** Work instructions **
The task calls for the lines from the start of the entries below through the line with "box: [230, 246, 244, 266]", given again verbatim, with every picture dropped.

** Source material **
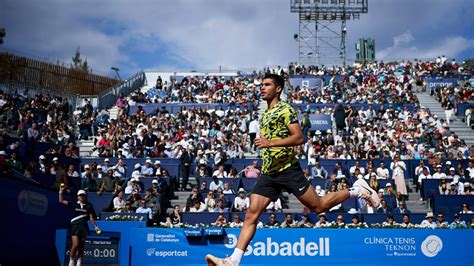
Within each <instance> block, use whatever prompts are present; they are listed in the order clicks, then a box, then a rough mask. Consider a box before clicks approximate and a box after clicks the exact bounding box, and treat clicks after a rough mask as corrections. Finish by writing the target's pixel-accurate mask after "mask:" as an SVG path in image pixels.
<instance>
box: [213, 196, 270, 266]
mask: <svg viewBox="0 0 474 266" xmlns="http://www.w3.org/2000/svg"><path fill="white" fill-rule="evenodd" d="M270 202H271V199H270V198H268V197H265V196H262V195H258V194H254V193H252V194H251V195H250V207H249V209H248V210H247V212H246V214H245V220H244V225H243V227H242V229H241V230H240V234H239V238H238V240H237V246H236V248H235V250H234V253H233V254H232V255H231V256H230V257H228V258H225V259H222V258H217V257H215V256H213V255H211V254H208V255H207V256H206V261H207V264H208V265H213V266H215V265H232V266H234V265H239V264H240V260H241V258H242V256H243V254H244V252H245V250H246V249H247V246H248V245H249V243H250V241H251V240H252V238H253V236H254V235H255V231H256V229H257V223H258V218H259V217H260V214H262V212H264V211H265V209H266V208H267V206H268V204H270Z"/></svg>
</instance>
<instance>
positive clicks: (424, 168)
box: [418, 167, 433, 201]
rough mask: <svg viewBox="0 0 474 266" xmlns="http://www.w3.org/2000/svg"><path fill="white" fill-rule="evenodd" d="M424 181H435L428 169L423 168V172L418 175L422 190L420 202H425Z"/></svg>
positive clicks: (418, 185)
mask: <svg viewBox="0 0 474 266" xmlns="http://www.w3.org/2000/svg"><path fill="white" fill-rule="evenodd" d="M423 179H433V177H432V176H431V174H430V172H429V169H428V167H423V170H422V172H421V173H420V174H419V175H418V187H419V189H420V201H422V200H423Z"/></svg>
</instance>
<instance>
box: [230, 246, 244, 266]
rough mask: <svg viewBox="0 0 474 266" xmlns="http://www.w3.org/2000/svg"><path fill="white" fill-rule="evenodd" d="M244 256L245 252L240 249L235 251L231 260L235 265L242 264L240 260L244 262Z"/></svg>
mask: <svg viewBox="0 0 474 266" xmlns="http://www.w3.org/2000/svg"><path fill="white" fill-rule="evenodd" d="M243 255H244V251H243V250H241V249H238V248H235V249H234V253H232V255H231V256H230V260H232V261H233V262H234V263H235V264H237V265H238V264H240V260H242V256H243Z"/></svg>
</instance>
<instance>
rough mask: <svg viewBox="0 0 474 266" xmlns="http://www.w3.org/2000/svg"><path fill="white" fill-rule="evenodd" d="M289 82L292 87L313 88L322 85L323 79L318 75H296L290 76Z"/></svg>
mask: <svg viewBox="0 0 474 266" xmlns="http://www.w3.org/2000/svg"><path fill="white" fill-rule="evenodd" d="M289 82H290V85H291V87H293V88H296V87H300V88H314V87H317V86H319V87H322V86H323V80H322V79H321V78H319V77H296V78H290V79H289Z"/></svg>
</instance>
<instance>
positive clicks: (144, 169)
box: [141, 159, 154, 177]
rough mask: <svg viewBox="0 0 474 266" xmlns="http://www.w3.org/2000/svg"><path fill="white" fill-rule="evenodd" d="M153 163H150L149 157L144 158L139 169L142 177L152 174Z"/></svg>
mask: <svg viewBox="0 0 474 266" xmlns="http://www.w3.org/2000/svg"><path fill="white" fill-rule="evenodd" d="M153 170H154V169H153V165H152V163H151V160H150V159H146V161H145V165H143V166H142V169H141V176H143V177H150V176H152V175H153V174H154V171H153Z"/></svg>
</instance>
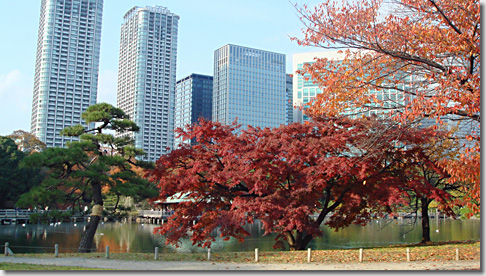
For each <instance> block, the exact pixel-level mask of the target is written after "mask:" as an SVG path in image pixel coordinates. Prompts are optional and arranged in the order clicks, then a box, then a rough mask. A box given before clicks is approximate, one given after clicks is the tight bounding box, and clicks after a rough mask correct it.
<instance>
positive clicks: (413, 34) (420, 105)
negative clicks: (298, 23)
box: [294, 0, 481, 211]
mask: <svg viewBox="0 0 486 276" xmlns="http://www.w3.org/2000/svg"><path fill="white" fill-rule="evenodd" d="M479 3H480V1H479V0H455V1H447V0H393V1H386V2H385V1H383V0H358V1H331V0H324V1H323V3H322V4H319V5H317V6H316V7H315V8H314V9H311V8H308V7H307V6H305V5H304V6H302V7H298V11H299V12H300V14H301V15H302V17H301V19H302V22H303V24H304V25H305V29H304V36H303V38H302V39H297V38H294V39H295V40H296V41H297V42H298V43H299V44H300V45H303V46H314V47H321V48H324V49H347V50H346V51H345V52H344V53H343V56H344V58H343V60H340V61H339V62H335V61H331V60H328V59H316V61H315V63H313V64H309V65H308V66H307V67H306V68H304V70H302V72H301V73H307V74H309V75H310V77H311V78H312V79H313V80H314V81H315V82H317V83H319V84H320V86H321V88H322V90H323V92H322V94H320V95H318V96H317V97H316V100H315V101H314V103H313V105H312V106H311V107H310V108H309V112H310V113H312V114H314V115H324V116H332V115H335V114H340V113H341V112H342V111H343V110H345V109H356V108H363V109H365V110H367V109H379V110H384V109H385V110H386V109H389V108H390V107H389V106H387V105H384V102H385V101H386V102H387V103H388V104H389V103H390V102H393V104H394V106H393V109H394V110H395V111H396V112H397V113H396V114H395V118H396V119H398V120H400V121H402V122H411V121H415V120H421V119H423V118H433V119H435V120H436V121H437V122H438V123H440V124H442V123H443V121H444V120H446V119H447V121H448V122H449V123H452V122H461V123H460V124H459V130H460V133H456V134H455V137H457V136H459V138H462V139H468V140H470V141H473V142H469V143H465V144H464V146H463V147H462V149H461V151H462V153H463V155H462V157H461V158H460V159H455V160H444V162H443V165H444V167H446V168H447V172H448V173H449V174H450V176H451V177H450V178H449V180H450V181H451V182H455V181H458V180H459V181H462V182H463V183H466V184H468V183H470V184H471V185H465V186H463V189H467V190H468V192H469V193H468V197H467V198H466V200H465V202H466V203H467V204H468V205H470V207H473V208H474V210H476V211H479V204H480V133H479V124H480V121H481V115H480V110H481V109H480V95H481V92H480V80H481V77H480V66H481V47H480V40H481V28H480V19H481V17H480V4H479ZM383 90H388V91H395V93H391V94H390V96H386V95H385V96H386V97H389V98H387V99H385V98H384V99H378V98H377V97H376V93H373V91H383ZM395 94H401V95H403V98H402V99H404V100H403V101H398V100H397V99H395ZM385 96H384V97H385ZM471 125H474V127H472V128H471ZM461 136H462V137H461Z"/></svg>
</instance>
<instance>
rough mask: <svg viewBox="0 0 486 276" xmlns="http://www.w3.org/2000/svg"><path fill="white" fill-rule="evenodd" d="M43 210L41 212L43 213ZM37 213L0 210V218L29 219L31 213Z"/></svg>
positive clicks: (1, 209) (30, 210)
mask: <svg viewBox="0 0 486 276" xmlns="http://www.w3.org/2000/svg"><path fill="white" fill-rule="evenodd" d="M43 211H44V210H42V212H43ZM36 212H37V211H32V210H26V209H1V210H0V218H3V219H15V218H22V219H25V218H29V217H30V215H31V214H32V213H36Z"/></svg>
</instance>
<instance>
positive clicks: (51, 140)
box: [31, 0, 103, 147]
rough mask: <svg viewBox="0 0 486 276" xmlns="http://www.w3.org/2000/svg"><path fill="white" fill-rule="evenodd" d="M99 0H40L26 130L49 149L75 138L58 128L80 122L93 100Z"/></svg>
mask: <svg viewBox="0 0 486 276" xmlns="http://www.w3.org/2000/svg"><path fill="white" fill-rule="evenodd" d="M102 13H103V0H42V2H41V11H40V20H39V35H38V40H37V55H36V64H35V78H34V93H33V101H32V118H31V132H32V134H34V135H35V136H37V138H39V139H40V140H41V141H43V142H44V143H46V145H47V146H48V147H53V146H56V147H63V146H65V145H66V142H68V141H72V140H73V139H74V138H71V137H63V136H61V135H60V131H61V130H62V129H64V128H65V127H68V126H71V125H77V124H82V123H83V121H82V119H81V113H83V112H84V111H86V109H87V108H88V106H90V105H93V104H95V103H96V97H97V89H98V68H99V57H100V42H101V20H102Z"/></svg>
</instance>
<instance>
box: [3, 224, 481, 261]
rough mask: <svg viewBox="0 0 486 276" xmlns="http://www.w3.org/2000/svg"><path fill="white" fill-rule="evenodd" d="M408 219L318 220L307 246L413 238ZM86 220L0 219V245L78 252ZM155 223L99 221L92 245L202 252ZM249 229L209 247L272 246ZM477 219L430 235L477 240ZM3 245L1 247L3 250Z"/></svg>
mask: <svg viewBox="0 0 486 276" xmlns="http://www.w3.org/2000/svg"><path fill="white" fill-rule="evenodd" d="M412 222H413V221H412V220H409V219H404V220H373V221H371V222H370V223H369V224H367V225H366V226H359V225H351V226H349V227H347V228H345V229H341V230H339V231H337V232H336V231H335V230H333V229H330V228H329V227H327V226H323V227H322V229H323V230H324V235H323V236H322V237H318V238H316V239H314V240H313V241H312V242H311V243H310V245H309V247H310V248H312V249H314V250H321V249H344V248H367V247H374V246H385V245H393V244H409V243H417V242H419V241H420V240H421V234H422V230H421V226H420V224H419V222H417V224H415V225H414V224H413V223H412ZM84 227H85V223H80V222H77V223H70V222H64V223H61V224H57V225H49V224H27V225H24V226H23V225H20V224H13V225H0V245H1V246H2V247H3V245H4V244H5V242H9V244H10V248H11V249H12V251H13V252H14V253H42V252H54V245H55V244H59V251H60V252H61V253H67V252H77V248H78V246H79V240H80V238H81V234H82V232H83V229H84ZM155 227H158V225H154V224H141V223H121V222H110V223H107V222H105V223H102V224H100V225H99V227H98V231H97V232H96V236H95V240H94V242H95V245H96V248H97V250H98V251H99V252H104V250H105V248H106V246H109V247H110V252H143V253H150V252H154V248H155V247H159V251H160V252H205V251H207V249H201V248H198V247H195V246H192V242H191V241H189V240H182V242H181V244H180V245H181V246H180V247H178V248H176V247H175V246H172V245H166V244H165V238H164V237H163V236H161V235H154V234H153V229H154V228H155ZM246 230H247V231H248V232H249V233H250V234H251V235H250V236H249V237H247V238H246V239H245V241H244V242H243V243H240V242H238V241H237V240H236V239H230V240H228V241H223V240H222V239H217V241H216V242H215V243H213V245H212V246H211V251H213V252H223V251H226V252H240V251H253V250H254V249H255V248H259V250H261V251H274V250H275V249H274V248H273V245H274V238H275V236H274V235H268V236H262V234H263V230H262V229H261V227H260V224H259V222H258V221H256V222H255V223H253V224H251V225H247V226H246ZM480 232H481V221H480V220H479V219H470V220H452V219H439V220H437V219H435V220H431V240H432V241H460V240H480V236H481V233H480ZM2 251H3V250H2Z"/></svg>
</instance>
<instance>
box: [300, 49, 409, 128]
mask: <svg viewBox="0 0 486 276" xmlns="http://www.w3.org/2000/svg"><path fill="white" fill-rule="evenodd" d="M315 58H327V59H328V60H334V61H337V62H339V60H342V59H343V58H344V54H343V53H339V52H338V51H327V52H313V53H300V54H294V56H293V73H294V77H293V103H294V106H295V107H297V108H294V110H293V113H294V116H293V117H294V122H300V123H302V122H305V121H308V120H310V118H309V117H308V116H307V115H306V114H304V110H305V109H307V108H308V105H307V104H308V103H309V102H312V100H313V99H314V98H315V97H316V95H318V94H320V93H322V90H321V88H320V87H319V84H317V83H314V81H313V80H312V78H310V74H304V75H301V74H298V73H296V72H297V70H301V69H303V68H304V65H305V64H312V63H314V62H315ZM306 77H307V78H308V80H305V78H306ZM404 86H405V84H404ZM369 93H373V94H375V96H376V98H377V99H378V100H379V101H380V102H381V103H383V107H384V108H380V106H379V104H378V103H377V104H369V105H367V106H363V107H360V108H352V109H351V108H350V109H347V110H346V111H344V112H343V113H342V115H346V116H351V117H356V116H370V115H371V114H376V115H378V116H388V115H387V114H389V113H390V112H393V111H396V110H397V109H399V108H402V107H403V106H404V104H405V101H406V99H405V97H404V94H403V93H402V92H399V91H397V90H394V89H383V90H381V91H370V92H369ZM323 108H325V107H323Z"/></svg>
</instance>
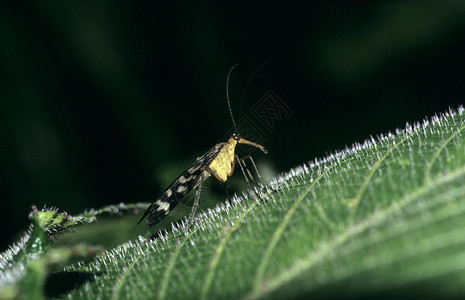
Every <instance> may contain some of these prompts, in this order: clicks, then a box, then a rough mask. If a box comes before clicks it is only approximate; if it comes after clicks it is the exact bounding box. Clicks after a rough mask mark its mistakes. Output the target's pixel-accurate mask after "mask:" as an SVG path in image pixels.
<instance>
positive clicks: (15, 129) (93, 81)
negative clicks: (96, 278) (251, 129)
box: [0, 0, 465, 250]
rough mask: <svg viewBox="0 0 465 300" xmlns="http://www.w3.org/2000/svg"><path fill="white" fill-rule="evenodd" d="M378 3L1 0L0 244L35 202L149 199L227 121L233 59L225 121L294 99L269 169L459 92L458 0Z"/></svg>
mask: <svg viewBox="0 0 465 300" xmlns="http://www.w3.org/2000/svg"><path fill="white" fill-rule="evenodd" d="M373 2H375V3H372V1H350V2H347V1H339V2H334V1H329V2H328V1H320V2H303V3H299V2H291V3H281V4H279V5H278V4H273V3H270V2H265V3H263V4H262V3H251V2H245V3H244V4H233V3H232V2H231V3H230V2H228V3H226V2H223V3H208V2H195V6H194V5H193V4H192V3H191V2H190V1H186V2H175V3H171V2H169V3H161V1H122V0H111V1H37V2H34V1H30V3H27V2H22V1H8V2H3V3H2V4H1V7H0V42H1V47H0V85H1V86H0V87H1V88H0V128H1V129H0V140H1V148H0V176H1V177H0V197H1V212H2V213H1V216H0V223H1V224H0V225H1V228H2V230H3V231H4V233H2V240H1V243H2V244H1V248H0V249H2V250H3V249H5V248H6V247H7V245H8V244H10V243H11V242H13V241H14V240H15V239H16V238H17V234H18V233H19V232H21V231H22V230H24V229H25V228H27V226H28V224H29V221H28V218H27V215H28V212H29V211H30V207H31V206H32V205H37V206H38V207H39V208H41V207H43V206H44V205H47V206H56V207H59V208H60V209H61V210H65V211H67V212H69V213H72V214H74V213H79V212H81V211H82V210H84V209H88V208H92V207H96V208H97V207H101V206H103V205H106V204H115V203H119V202H126V203H131V202H148V201H151V200H152V199H153V198H154V197H155V196H157V195H158V194H159V193H161V192H162V189H163V188H165V187H166V186H167V184H169V182H170V181H171V180H172V179H173V178H174V177H175V176H176V175H178V174H179V173H180V172H181V171H183V170H184V169H186V168H187V167H188V166H189V165H190V164H191V163H192V162H193V161H194V160H195V158H196V157H197V156H200V155H202V154H203V153H204V152H205V151H206V150H207V149H209V148H210V147H211V146H213V145H214V144H215V143H217V142H218V141H220V140H222V139H224V138H225V136H226V134H227V133H228V132H229V131H230V130H231V128H232V122H231V119H230V117H229V113H228V110H227V106H226V101H225V81H226V75H227V73H228V71H229V69H230V68H231V67H232V66H233V65H234V64H236V63H238V64H239V67H238V68H237V69H236V70H234V72H233V73H232V76H231V82H230V89H231V90H230V95H231V101H232V106H233V111H234V113H235V115H236V119H240V118H241V116H243V115H246V114H247V113H248V112H249V111H250V108H251V107H252V106H253V105H254V104H255V103H257V102H258V101H259V100H260V98H261V97H262V96H263V95H265V94H266V92H267V91H269V90H271V91H273V92H274V93H275V95H276V96H277V97H279V99H280V100H281V101H282V102H283V103H285V105H286V106H287V107H289V108H290V109H291V110H292V114H291V115H290V116H289V117H288V118H282V119H281V120H280V121H276V123H275V124H274V127H273V128H272V130H271V131H264V141H263V143H264V145H265V146H266V147H267V148H268V150H269V152H270V153H269V155H268V156H265V155H262V154H260V153H257V152H255V153H254V156H255V157H256V160H258V161H262V162H263V163H268V166H269V167H270V168H272V169H273V170H274V171H275V172H282V171H287V170H289V169H290V168H292V167H295V166H297V165H299V164H301V163H304V162H307V161H309V160H312V159H314V158H315V157H322V156H325V155H326V154H328V153H330V152H332V151H336V150H338V149H343V148H344V147H346V145H351V144H352V143H353V142H355V141H359V142H360V141H363V140H364V139H366V138H368V137H369V136H370V135H376V134H380V133H386V132H388V131H393V130H395V128H399V127H404V126H405V123H406V122H415V121H420V120H422V119H423V118H424V117H426V116H431V115H433V114H434V113H437V112H444V111H445V110H447V109H448V108H449V107H452V108H456V107H457V106H458V105H459V104H461V103H463V102H464V99H465V90H464V88H463V86H464V78H465V77H464V75H463V73H464V67H465V4H464V3H465V2H463V1H435V2H427V1H395V2H388V1H373ZM193 3H194V2H193ZM436 3H439V4H436ZM264 62H267V65H266V66H265V67H264V68H263V69H261V70H260V71H259V72H258V73H257V75H256V76H255V77H254V79H253V81H252V83H251V84H250V87H249V89H248V91H247V93H246V96H245V97H244V101H243V105H241V94H242V92H243V90H244V88H245V86H246V84H247V81H248V80H249V78H250V77H251V75H252V74H253V73H254V72H255V70H256V69H257V67H258V66H260V65H261V64H262V63H264ZM241 106H242V108H241ZM241 112H242V113H241ZM236 176H239V175H237V174H236Z"/></svg>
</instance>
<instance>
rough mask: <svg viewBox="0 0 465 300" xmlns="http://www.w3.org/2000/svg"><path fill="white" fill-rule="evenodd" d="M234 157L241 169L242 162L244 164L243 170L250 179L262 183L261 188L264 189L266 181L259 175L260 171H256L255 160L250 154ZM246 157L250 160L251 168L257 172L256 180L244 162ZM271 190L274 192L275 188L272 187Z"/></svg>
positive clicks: (261, 176)
mask: <svg viewBox="0 0 465 300" xmlns="http://www.w3.org/2000/svg"><path fill="white" fill-rule="evenodd" d="M236 159H237V160H238V161H239V166H241V169H242V164H243V165H244V168H245V170H246V171H247V173H248V174H249V177H250V180H252V181H255V182H260V183H261V184H262V186H263V187H262V189H263V190H266V188H265V186H266V182H265V180H263V177H262V176H261V175H260V172H258V168H257V165H256V164H255V161H254V160H253V158H252V156H250V155H247V156H244V157H242V158H238V157H236ZM246 159H250V162H251V163H252V166H253V168H254V170H255V173H256V174H257V177H258V179H259V180H258V181H257V180H255V179H254V178H253V176H252V174H251V173H250V171H249V169H248V168H247V165H246V163H245V160H246ZM242 172H243V173H244V171H242ZM244 176H245V174H244ZM249 186H250V184H249ZM272 190H273V191H274V192H276V190H274V189H272Z"/></svg>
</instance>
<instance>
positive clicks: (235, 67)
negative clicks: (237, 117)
mask: <svg viewBox="0 0 465 300" xmlns="http://www.w3.org/2000/svg"><path fill="white" fill-rule="evenodd" d="M238 65H239V64H235V65H234V66H232V68H231V69H230V70H229V72H228V77H226V100H227V101H228V108H229V113H230V114H231V119H232V120H233V125H234V130H236V133H238V131H237V126H236V121H234V116H233V114H232V109H231V102H230V101H229V77H230V76H231V73H232V71H233V70H234V69H235V68H236V67H237V66H238Z"/></svg>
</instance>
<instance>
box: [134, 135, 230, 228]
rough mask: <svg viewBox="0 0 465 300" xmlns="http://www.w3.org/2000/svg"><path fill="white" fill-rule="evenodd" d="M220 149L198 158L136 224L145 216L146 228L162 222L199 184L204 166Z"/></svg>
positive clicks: (165, 191) (214, 147) (167, 189)
mask: <svg viewBox="0 0 465 300" xmlns="http://www.w3.org/2000/svg"><path fill="white" fill-rule="evenodd" d="M221 148H222V145H221V144H218V145H216V146H215V147H213V148H211V149H210V150H209V151H207V152H206V153H205V154H204V155H203V156H201V157H199V158H198V159H197V161H196V162H195V163H194V164H193V165H192V166H191V167H190V168H189V169H187V170H186V171H184V172H183V173H182V174H181V175H180V176H179V177H178V178H176V180H174V181H173V183H171V185H170V186H169V187H168V188H167V189H166V190H165V192H164V193H163V194H162V195H161V196H160V197H159V198H158V199H157V200H156V201H155V202H153V203H152V204H151V205H150V206H149V207H148V208H147V210H146V211H145V213H144V215H143V216H142V218H141V219H140V220H139V222H138V224H139V223H140V222H141V221H142V220H143V219H144V218H145V217H147V216H148V219H147V225H148V226H153V225H155V224H157V223H159V222H160V221H161V220H163V219H164V218H165V217H166V215H168V214H169V213H170V212H171V211H172V210H173V208H174V207H175V206H176V205H177V204H178V203H179V200H180V199H181V198H182V197H184V196H185V195H186V194H187V193H189V192H190V191H191V190H192V189H193V188H195V187H196V186H197V185H198V184H199V183H200V179H201V178H202V176H201V175H202V172H204V170H205V166H206V165H208V164H209V163H210V162H211V161H212V160H213V159H214V158H215V157H216V155H217V154H218V152H219V151H220V150H221ZM205 178H206V177H205V176H204V179H205Z"/></svg>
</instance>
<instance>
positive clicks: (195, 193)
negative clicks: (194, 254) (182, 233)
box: [184, 172, 205, 234]
mask: <svg viewBox="0 0 465 300" xmlns="http://www.w3.org/2000/svg"><path fill="white" fill-rule="evenodd" d="M204 178H205V177H204V174H203V172H202V173H201V174H200V183H199V185H198V186H197V190H196V191H195V199H194V204H193V205H192V210H191V213H190V214H189V218H188V219H187V224H186V227H185V228H184V234H186V233H187V231H188V230H189V228H190V227H191V225H192V222H193V221H194V216H195V211H196V210H197V207H199V200H200V193H201V191H202V182H203V180H204Z"/></svg>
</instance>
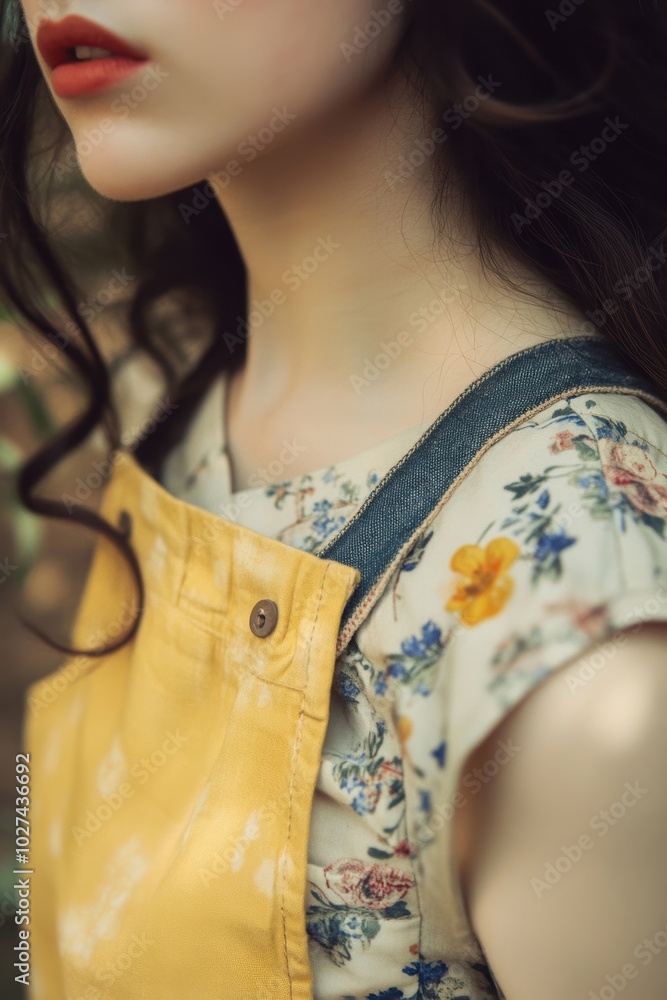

** Written solution **
Within each <instance> block, use whatever prompts are present; they are listed in the order clicks, then a box, then a rough mask. Consider a box before clicks approximate and a box after clicks the exact bounding box, and treat clicks after a rough mask as corrections. Finish by writing the target's pixel-accurate mask after "mask:" as an SVG path in image pixels.
<instance>
box: [213, 196, 270, 266]
mask: <svg viewBox="0 0 474 266" xmlns="http://www.w3.org/2000/svg"><path fill="white" fill-rule="evenodd" d="M270 202H271V199H270V198H268V197H265V196H262V195H258V194H254V193H252V194H251V195H250V207H249V209H248V210H247V212H246V214H245V220H244V225H243V227H242V229H241V230H240V234H239V238H238V240H237V246H236V248H235V250H234V253H233V254H232V255H231V256H230V257H228V258H225V259H222V258H217V257H215V256H213V255H211V254H208V255H207V256H206V261H207V264H208V265H213V266H215V265H232V266H234V265H239V264H240V260H241V258H242V256H243V254H244V252H245V250H246V249H247V246H248V245H249V243H250V241H251V240H252V238H253V236H254V235H255V231H256V229H257V223H258V218H259V217H260V214H262V212H264V211H265V209H266V208H267V206H268V204H270Z"/></svg>
</instance>
<instance>
positive clicks: (424, 168)
box: [418, 167, 433, 201]
rough mask: <svg viewBox="0 0 474 266" xmlns="http://www.w3.org/2000/svg"><path fill="white" fill-rule="evenodd" d="M424 181H435L428 169L423 168V172L418 175L422 190L420 202H425Z"/></svg>
positive clicks: (418, 185)
mask: <svg viewBox="0 0 474 266" xmlns="http://www.w3.org/2000/svg"><path fill="white" fill-rule="evenodd" d="M423 179H433V177H432V176H431V174H430V172H429V169H428V167H423V170H422V172H421V173H420V174H419V175H418V187H419V189H420V201H422V200H423Z"/></svg>
</instance>
<instance>
box: [230, 246, 244, 266]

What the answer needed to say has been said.